(Request): Pick out each line of the material below that contains the word "covered", and copy those lines. Case counts.

[Photo-based point labeling material]
** start **
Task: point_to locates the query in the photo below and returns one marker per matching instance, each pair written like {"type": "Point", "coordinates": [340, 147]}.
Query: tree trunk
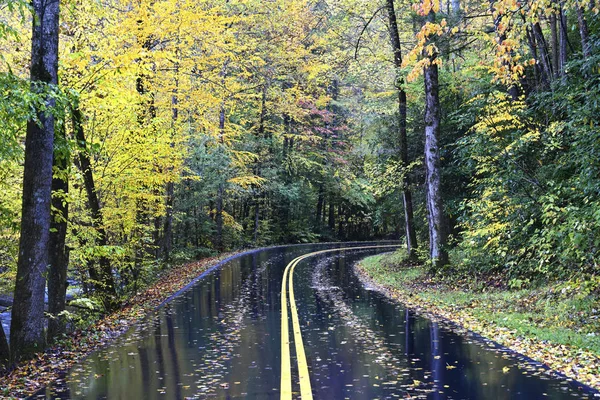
{"type": "Point", "coordinates": [101, 277]}
{"type": "Point", "coordinates": [583, 32]}
{"type": "Point", "coordinates": [331, 219]}
{"type": "Point", "coordinates": [411, 236]}
{"type": "Point", "coordinates": [167, 242]}
{"type": "Point", "coordinates": [59, 255]}
{"type": "Point", "coordinates": [554, 44]}
{"type": "Point", "coordinates": [435, 208]}
{"type": "Point", "coordinates": [320, 199]}
{"type": "Point", "coordinates": [564, 42]}
{"type": "Point", "coordinates": [4, 350]}
{"type": "Point", "coordinates": [543, 52]}
{"type": "Point", "coordinates": [221, 188]}
{"type": "Point", "coordinates": [27, 327]}
{"type": "Point", "coordinates": [256, 220]}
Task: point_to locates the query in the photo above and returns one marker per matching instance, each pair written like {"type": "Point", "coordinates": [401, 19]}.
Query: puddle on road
{"type": "Point", "coordinates": [221, 340]}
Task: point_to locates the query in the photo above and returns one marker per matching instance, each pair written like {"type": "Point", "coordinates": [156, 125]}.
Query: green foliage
{"type": "Point", "coordinates": [533, 205]}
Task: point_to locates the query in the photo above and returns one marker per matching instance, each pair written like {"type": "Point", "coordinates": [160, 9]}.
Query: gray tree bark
{"type": "Point", "coordinates": [409, 227]}
{"type": "Point", "coordinates": [27, 327]}
{"type": "Point", "coordinates": [435, 207]}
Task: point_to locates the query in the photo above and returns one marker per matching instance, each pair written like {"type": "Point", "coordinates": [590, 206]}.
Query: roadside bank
{"type": "Point", "coordinates": [552, 324]}
{"type": "Point", "coordinates": [32, 375]}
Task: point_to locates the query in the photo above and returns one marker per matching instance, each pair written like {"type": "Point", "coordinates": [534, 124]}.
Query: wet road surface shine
{"type": "Point", "coordinates": [304, 377]}
{"type": "Point", "coordinates": [221, 339]}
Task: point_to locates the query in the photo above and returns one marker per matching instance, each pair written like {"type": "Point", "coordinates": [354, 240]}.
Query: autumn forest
{"type": "Point", "coordinates": [139, 135]}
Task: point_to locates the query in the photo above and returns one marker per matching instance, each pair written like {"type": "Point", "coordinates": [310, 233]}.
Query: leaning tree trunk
{"type": "Point", "coordinates": [435, 208]}
{"type": "Point", "coordinates": [411, 236]}
{"type": "Point", "coordinates": [27, 327]}
{"type": "Point", "coordinates": [59, 255]}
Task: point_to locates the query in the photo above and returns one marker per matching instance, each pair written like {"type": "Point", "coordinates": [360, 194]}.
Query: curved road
{"type": "Point", "coordinates": [295, 322]}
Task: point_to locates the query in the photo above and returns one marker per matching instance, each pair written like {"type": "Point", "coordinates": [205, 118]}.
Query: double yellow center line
{"type": "Point", "coordinates": [286, 368]}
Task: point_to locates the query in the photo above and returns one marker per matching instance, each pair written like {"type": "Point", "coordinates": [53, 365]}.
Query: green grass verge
{"type": "Point", "coordinates": [559, 313]}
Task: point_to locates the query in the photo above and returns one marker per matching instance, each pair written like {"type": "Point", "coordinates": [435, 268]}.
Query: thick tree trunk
{"type": "Point", "coordinates": [435, 207]}
{"type": "Point", "coordinates": [101, 277]}
{"type": "Point", "coordinates": [583, 32]}
{"type": "Point", "coordinates": [411, 236]}
{"type": "Point", "coordinates": [27, 327]}
{"type": "Point", "coordinates": [59, 255]}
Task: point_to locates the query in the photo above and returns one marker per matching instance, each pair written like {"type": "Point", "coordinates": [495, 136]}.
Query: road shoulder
{"type": "Point", "coordinates": [491, 314]}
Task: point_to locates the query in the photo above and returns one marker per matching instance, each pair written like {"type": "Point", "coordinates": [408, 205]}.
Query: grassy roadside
{"type": "Point", "coordinates": [558, 325]}
{"type": "Point", "coordinates": [34, 374]}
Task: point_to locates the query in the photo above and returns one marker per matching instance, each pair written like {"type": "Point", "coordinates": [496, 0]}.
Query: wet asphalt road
{"type": "Point", "coordinates": [222, 339]}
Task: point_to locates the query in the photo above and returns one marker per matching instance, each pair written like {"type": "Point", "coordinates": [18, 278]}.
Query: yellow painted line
{"type": "Point", "coordinates": [286, 368]}
{"type": "Point", "coordinates": [305, 389]}
{"type": "Point", "coordinates": [286, 373]}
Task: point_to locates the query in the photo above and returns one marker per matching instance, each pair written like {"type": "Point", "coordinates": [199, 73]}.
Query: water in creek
{"type": "Point", "coordinates": [221, 339]}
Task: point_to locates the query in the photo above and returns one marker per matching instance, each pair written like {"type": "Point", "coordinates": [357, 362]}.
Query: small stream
{"type": "Point", "coordinates": [221, 339]}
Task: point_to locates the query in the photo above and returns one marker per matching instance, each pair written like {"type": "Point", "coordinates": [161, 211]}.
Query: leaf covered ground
{"type": "Point", "coordinates": [33, 375]}
{"type": "Point", "coordinates": [555, 325]}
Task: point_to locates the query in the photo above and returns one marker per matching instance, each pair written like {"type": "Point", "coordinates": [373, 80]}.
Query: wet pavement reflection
{"type": "Point", "coordinates": [221, 339]}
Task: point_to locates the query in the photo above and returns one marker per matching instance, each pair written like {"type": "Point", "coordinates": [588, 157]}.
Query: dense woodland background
{"type": "Point", "coordinates": [169, 130]}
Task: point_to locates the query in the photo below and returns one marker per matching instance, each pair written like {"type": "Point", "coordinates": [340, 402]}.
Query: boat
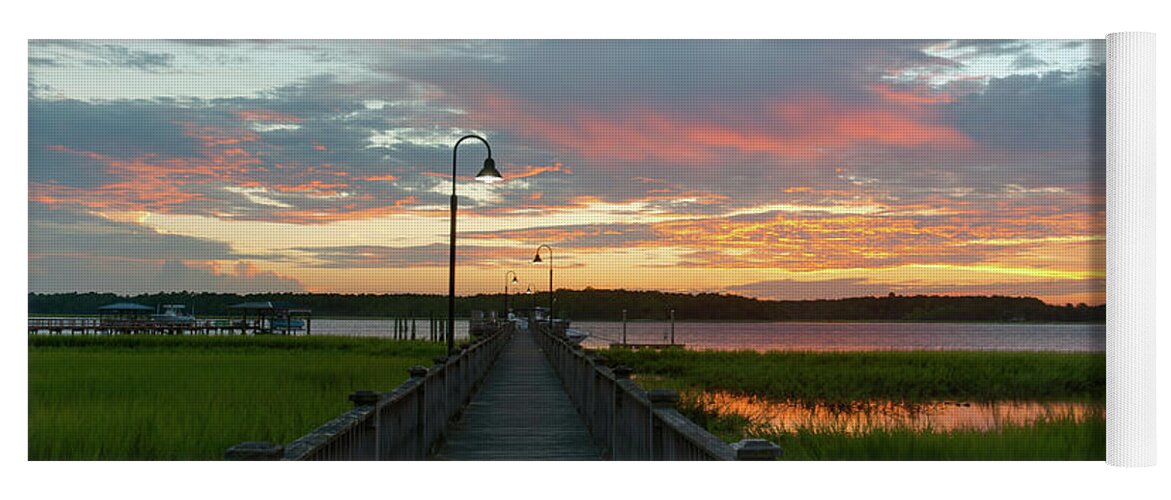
{"type": "Point", "coordinates": [286, 323]}
{"type": "Point", "coordinates": [576, 335]}
{"type": "Point", "coordinates": [559, 326]}
{"type": "Point", "coordinates": [520, 322]}
{"type": "Point", "coordinates": [172, 314]}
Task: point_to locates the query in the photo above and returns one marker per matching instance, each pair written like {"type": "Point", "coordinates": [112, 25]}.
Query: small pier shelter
{"type": "Point", "coordinates": [274, 317]}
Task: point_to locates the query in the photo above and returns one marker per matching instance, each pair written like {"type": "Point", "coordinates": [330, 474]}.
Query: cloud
{"type": "Point", "coordinates": [1056, 111]}
{"type": "Point", "coordinates": [796, 156]}
{"type": "Point", "coordinates": [60, 274]}
{"type": "Point", "coordinates": [370, 257]}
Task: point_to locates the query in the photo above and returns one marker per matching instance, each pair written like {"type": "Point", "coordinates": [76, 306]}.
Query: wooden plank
{"type": "Point", "coordinates": [520, 412]}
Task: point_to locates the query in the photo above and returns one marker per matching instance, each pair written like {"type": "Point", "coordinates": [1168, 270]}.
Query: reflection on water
{"type": "Point", "coordinates": [828, 336]}
{"type": "Point", "coordinates": [789, 416]}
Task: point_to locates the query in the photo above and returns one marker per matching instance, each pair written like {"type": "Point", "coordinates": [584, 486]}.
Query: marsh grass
{"type": "Point", "coordinates": [189, 398]}
{"type": "Point", "coordinates": [1056, 437]}
{"type": "Point", "coordinates": [899, 376]}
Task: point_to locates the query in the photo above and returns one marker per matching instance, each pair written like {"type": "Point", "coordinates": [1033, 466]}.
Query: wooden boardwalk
{"type": "Point", "coordinates": [520, 412]}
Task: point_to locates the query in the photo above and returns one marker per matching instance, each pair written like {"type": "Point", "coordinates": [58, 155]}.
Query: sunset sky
{"type": "Point", "coordinates": [769, 169]}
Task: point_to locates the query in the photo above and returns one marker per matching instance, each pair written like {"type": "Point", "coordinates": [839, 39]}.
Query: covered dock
{"type": "Point", "coordinates": [274, 317]}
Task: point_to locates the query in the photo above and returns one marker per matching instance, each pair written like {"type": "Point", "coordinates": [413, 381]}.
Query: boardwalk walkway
{"type": "Point", "coordinates": [520, 412]}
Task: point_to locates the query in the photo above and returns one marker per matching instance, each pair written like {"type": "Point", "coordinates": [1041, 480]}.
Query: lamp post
{"type": "Point", "coordinates": [488, 173]}
{"type": "Point", "coordinates": [506, 290]}
{"type": "Point", "coordinates": [538, 260]}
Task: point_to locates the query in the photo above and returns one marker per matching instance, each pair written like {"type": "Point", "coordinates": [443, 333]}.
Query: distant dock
{"type": "Point", "coordinates": [94, 326]}
{"type": "Point", "coordinates": [645, 346]}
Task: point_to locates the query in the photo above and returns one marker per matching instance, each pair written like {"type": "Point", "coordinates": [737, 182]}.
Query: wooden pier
{"type": "Point", "coordinates": [512, 395]}
{"type": "Point", "coordinates": [520, 412]}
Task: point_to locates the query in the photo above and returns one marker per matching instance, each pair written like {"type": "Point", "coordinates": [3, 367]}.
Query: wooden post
{"type": "Point", "coordinates": [254, 451]}
{"type": "Point", "coordinates": [364, 398]}
{"type": "Point", "coordinates": [420, 411]}
{"type": "Point", "coordinates": [661, 398]}
{"type": "Point", "coordinates": [623, 327]}
{"type": "Point", "coordinates": [672, 327]}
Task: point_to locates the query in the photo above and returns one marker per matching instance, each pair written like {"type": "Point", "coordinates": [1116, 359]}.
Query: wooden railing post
{"type": "Point", "coordinates": [420, 411]}
{"type": "Point", "coordinates": [661, 398]}
{"type": "Point", "coordinates": [755, 450]}
{"type": "Point", "coordinates": [254, 451]}
{"type": "Point", "coordinates": [364, 398]}
{"type": "Point", "coordinates": [621, 372]}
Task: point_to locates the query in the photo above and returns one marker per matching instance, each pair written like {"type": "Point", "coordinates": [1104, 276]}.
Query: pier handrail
{"type": "Point", "coordinates": [631, 423]}
{"type": "Point", "coordinates": [404, 424]}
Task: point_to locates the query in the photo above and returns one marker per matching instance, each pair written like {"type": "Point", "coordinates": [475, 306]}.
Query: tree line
{"type": "Point", "coordinates": [598, 305]}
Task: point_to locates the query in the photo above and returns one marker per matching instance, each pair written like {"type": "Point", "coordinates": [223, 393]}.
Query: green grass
{"type": "Point", "coordinates": [901, 376]}
{"type": "Point", "coordinates": [189, 398]}
{"type": "Point", "coordinates": [1052, 438]}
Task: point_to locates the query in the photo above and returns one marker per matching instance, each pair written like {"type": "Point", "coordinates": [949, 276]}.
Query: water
{"type": "Point", "coordinates": [814, 336]}
{"type": "Point", "coordinates": [378, 328]}
{"type": "Point", "coordinates": [857, 336]}
{"type": "Point", "coordinates": [856, 417]}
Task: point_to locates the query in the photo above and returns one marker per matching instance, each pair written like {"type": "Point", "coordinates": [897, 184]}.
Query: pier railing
{"type": "Point", "coordinates": [631, 423]}
{"type": "Point", "coordinates": [403, 424]}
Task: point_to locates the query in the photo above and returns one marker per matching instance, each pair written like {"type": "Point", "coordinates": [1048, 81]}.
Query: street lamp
{"type": "Point", "coordinates": [538, 260]}
{"type": "Point", "coordinates": [488, 173]}
{"type": "Point", "coordinates": [506, 289]}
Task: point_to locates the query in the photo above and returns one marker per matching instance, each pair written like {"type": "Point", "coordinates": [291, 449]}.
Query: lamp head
{"type": "Point", "coordinates": [490, 173]}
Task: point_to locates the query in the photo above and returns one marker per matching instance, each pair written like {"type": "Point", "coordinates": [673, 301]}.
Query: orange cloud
{"type": "Point", "coordinates": [264, 115]}
{"type": "Point", "coordinates": [801, 127]}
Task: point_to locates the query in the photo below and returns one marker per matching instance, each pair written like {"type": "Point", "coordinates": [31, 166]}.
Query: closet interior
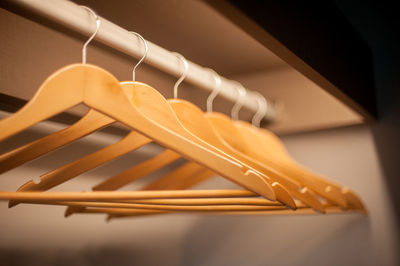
** end **
(Reply to the task):
Query: leaf covered ground
Query: covered dock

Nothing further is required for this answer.